──────── Extrait du document ────────

• 24 août 2003 La canicule.

    Un phénomène climatologique exceptionnel aurait entraîné la mort de plus de 10 000 personnes âgées, d’après les derniers chiffres. L’émotion est grande et chacun se demande s’il n’aurait pas été possible d’éviter une telle hécatombe. D’autant plus que, si les personnes âgées se sont révélées les plus vulnérables, les maisons spécialisées dans leur accueil – théoriquement les plus aptes à faire face au fléau -  seraient celles où elles ont le moins bien résisté. Personne ne conteste le fait que l’excès de chaleur est directement responsable de ces morts, mais on s’interroge sur notre système de prévention et de santé et on en recherche la faille. N’aurait-il pas fallu réagir plus rapidement ?

    Le pouvoir politique est donc montré du doigt. Non qu’on lui impute la chaleur, mais la lenteur, voire la passivité. Dans une société marquée par l’importance accordée à la prévention et à la sécurité en tout domaine, y compris dans celui des catastrophes naturelles, il y a eu un vide politique. La logique sécuritaire aurait obligé les pouvoirs publics sinon à prévoir l’imprévisible, du moins à être en mesure d’y faire face. Il apparaît donc logique que le gouvernement soit interrogé sur ce dossier.

    Dans un monde qui apparaît de plus en plus dangereux, chacun veut se sentir protégé. Seul l’Etat, avec tous ses moyens, est en mesure d’assurer la protection, que ce soit dans la lutte contre le terrorisme ou la délinquance, mais aussi dans la maîtrise de la nature. Encore ne le peut-il que de façon imparfaite car, quels que soient les progrès accomplis en tout domaine, les terroristes et les délinquants demeurent actifs, la terre continue de trembler, les incendies de flamber, les orages de casser les arbres, la sécheresse de dévaster les cultures et de temps en temps survient un phénomène erratique, aberrant, comme cette longue canicule dans un pays réputé pour son climat tempéré.

     

    Devant le chiffre des morts - provisoire il est vrai - l’émotion est à la mesure du phénomène exceptionnel qui a été vécu. Il aurait sans doute été possible de faire plus et plus rapidement. On aurait pu mieux prendre la mesure du désastre à venir et s’y préparer, stocker les produits qui auraient permis aux personnes âgées de mieux résister. D’où l’accusation portée contre les responsables politiques.

──────── Relevé ────────

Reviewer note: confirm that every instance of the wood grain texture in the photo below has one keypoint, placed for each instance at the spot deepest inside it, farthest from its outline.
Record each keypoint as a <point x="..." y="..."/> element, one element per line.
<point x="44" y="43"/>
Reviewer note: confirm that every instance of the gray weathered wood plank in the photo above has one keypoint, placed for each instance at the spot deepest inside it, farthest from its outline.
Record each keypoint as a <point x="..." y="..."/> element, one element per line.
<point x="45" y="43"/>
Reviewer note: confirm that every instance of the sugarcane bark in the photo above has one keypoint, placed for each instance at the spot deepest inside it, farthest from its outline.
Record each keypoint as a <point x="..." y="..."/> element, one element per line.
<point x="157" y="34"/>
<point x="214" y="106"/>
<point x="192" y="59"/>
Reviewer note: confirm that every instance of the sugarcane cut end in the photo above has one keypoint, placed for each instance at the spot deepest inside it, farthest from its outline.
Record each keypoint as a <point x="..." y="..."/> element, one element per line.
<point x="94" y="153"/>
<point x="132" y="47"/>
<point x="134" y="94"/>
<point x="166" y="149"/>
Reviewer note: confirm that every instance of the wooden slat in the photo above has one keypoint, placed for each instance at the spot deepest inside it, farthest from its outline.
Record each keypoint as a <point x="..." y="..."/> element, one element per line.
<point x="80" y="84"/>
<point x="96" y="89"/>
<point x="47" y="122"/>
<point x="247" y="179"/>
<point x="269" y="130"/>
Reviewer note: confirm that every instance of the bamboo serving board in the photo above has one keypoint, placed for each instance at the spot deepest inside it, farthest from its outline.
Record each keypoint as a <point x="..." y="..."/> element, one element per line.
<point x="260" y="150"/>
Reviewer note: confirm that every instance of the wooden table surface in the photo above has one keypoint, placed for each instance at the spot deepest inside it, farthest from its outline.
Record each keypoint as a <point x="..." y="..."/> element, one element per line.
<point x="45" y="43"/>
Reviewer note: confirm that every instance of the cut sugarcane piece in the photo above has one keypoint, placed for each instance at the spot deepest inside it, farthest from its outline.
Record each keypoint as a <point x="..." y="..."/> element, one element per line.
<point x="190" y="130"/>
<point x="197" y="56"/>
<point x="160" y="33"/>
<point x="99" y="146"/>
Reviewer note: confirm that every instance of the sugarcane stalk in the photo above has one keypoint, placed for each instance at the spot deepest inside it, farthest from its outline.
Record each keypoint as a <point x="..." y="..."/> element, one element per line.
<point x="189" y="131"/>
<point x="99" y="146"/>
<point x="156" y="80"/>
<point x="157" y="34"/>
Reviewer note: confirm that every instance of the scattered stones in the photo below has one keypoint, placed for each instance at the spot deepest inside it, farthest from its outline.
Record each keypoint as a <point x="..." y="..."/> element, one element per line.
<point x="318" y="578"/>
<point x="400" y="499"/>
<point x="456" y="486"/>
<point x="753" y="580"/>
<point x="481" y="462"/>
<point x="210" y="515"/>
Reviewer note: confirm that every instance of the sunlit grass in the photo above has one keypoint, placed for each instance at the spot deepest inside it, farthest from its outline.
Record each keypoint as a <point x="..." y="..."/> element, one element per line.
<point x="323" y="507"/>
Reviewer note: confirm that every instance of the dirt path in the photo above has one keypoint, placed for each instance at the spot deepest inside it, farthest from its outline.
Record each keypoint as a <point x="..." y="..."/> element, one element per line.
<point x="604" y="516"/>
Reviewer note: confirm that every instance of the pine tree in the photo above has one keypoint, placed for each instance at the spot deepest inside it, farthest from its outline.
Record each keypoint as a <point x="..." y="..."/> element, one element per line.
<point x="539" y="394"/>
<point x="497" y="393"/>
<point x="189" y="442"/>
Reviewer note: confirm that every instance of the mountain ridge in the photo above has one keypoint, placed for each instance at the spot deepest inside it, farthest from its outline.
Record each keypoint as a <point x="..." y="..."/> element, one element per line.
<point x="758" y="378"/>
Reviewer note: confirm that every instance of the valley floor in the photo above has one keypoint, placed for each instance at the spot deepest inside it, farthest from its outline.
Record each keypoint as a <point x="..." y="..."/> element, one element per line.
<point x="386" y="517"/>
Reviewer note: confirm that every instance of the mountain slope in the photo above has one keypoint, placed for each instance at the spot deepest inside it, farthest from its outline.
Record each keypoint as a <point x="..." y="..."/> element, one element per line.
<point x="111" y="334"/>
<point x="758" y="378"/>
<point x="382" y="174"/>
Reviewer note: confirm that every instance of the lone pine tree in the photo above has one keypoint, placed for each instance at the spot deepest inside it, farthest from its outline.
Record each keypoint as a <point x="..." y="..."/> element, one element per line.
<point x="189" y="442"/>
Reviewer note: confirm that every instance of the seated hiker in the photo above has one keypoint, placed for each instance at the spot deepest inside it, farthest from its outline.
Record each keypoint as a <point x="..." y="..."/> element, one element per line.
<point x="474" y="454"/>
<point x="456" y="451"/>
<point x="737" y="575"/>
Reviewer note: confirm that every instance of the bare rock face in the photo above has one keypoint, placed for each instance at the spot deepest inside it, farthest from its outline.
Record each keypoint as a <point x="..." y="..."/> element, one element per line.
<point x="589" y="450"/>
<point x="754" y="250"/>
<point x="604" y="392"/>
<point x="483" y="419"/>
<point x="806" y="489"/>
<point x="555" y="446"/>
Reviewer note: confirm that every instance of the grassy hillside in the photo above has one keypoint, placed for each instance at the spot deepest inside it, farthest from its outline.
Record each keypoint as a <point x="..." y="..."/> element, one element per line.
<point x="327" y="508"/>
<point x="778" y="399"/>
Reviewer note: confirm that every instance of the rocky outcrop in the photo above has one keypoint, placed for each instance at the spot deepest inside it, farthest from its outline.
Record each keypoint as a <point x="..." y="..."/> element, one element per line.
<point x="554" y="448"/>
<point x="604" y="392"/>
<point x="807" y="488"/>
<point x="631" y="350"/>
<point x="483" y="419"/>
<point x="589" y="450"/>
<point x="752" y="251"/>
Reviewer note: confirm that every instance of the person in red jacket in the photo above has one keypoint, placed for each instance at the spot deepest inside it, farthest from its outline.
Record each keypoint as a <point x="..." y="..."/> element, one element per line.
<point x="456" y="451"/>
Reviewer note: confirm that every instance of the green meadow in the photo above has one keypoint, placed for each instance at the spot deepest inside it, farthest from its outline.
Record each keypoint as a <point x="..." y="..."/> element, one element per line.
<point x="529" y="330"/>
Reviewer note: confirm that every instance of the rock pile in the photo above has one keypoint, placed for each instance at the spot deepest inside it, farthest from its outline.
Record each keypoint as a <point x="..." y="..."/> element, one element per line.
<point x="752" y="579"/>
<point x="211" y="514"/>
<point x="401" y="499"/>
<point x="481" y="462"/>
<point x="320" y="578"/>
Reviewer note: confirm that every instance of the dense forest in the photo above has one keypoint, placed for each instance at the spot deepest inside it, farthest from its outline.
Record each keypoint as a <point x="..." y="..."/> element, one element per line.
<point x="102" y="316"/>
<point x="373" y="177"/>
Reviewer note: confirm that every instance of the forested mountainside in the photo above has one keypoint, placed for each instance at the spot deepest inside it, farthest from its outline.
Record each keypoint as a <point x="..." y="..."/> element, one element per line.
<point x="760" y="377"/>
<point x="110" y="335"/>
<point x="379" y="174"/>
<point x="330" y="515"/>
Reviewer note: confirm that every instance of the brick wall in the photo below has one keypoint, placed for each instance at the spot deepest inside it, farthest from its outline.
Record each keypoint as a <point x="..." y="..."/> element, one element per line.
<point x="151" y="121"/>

────────

**Travail à faire**
A - D'après les derniers chiffres cités dans l'extrait sur la canicule, combien de personnes âgées seraient mortes ?
B - Dans l'extrait sur la canicule, relevez les phénomènes naturels présentés comme persistant malgré les progrès, dans l'énumération qui commence par « la terre continue de trembler ».
C - Traduisez en anglais cette phrase de l'extrait sur la canicule : « Dans un monde qui apparaît de plus en plus dangereux, chacun veut se sentir protégé. »
Appuyez-vous uniquement sur l'extrait sur la canicule.

**Corrigé de l'exercice**
A - Plus de 10 000 personnes âgées.

B -
- La terre qui tremble
- Les incendies qui flambent
- Les orages qui cassent les arbres
- La sécheresse qui dévaste les cultures

C - In a world that seems increasingly dangerous, everyone wants to feel protected.